__Selected excerpt__.
##############################

The event was a part of a 10-year strategic multi-platform partnership between WWE and the Saudi General Sports Authority in support of Saudi Vision 2030, Saudi Arabia's social and economic reform program.

WWE returned to Jeddah on June 7, 2019 with Super ShowDown, which featured the first ever 50-man Battle Royal. The Undertaker and Goldberg competed in the main event.

Boxing 
On October 8, 2017 a deal was agreed for the complex to host the final of the World Boxing Super Series: Cruiserweight tournament in May 2018.

In February 2018, the final was set to be Oleksandr Usyk vs. Murat Gassiev. May 11 was the date that was set for the final, however in April, Usyk suffered a minor injury to his left elbow and ultimately the final was rescheduled to take place on July 21 in Moscow, Russia. Usyk won the fight via a dominant unanimous decision.

##############################

__Material__.
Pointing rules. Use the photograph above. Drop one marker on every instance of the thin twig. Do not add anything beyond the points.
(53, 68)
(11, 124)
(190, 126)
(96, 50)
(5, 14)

##############################

__Exercise prompt__. Name every person mentioned in the text above about WWE and boxing events.

__Output for this task__. The Undertaker, Goldberg, Oleksandr Usyk, Murat Gassiev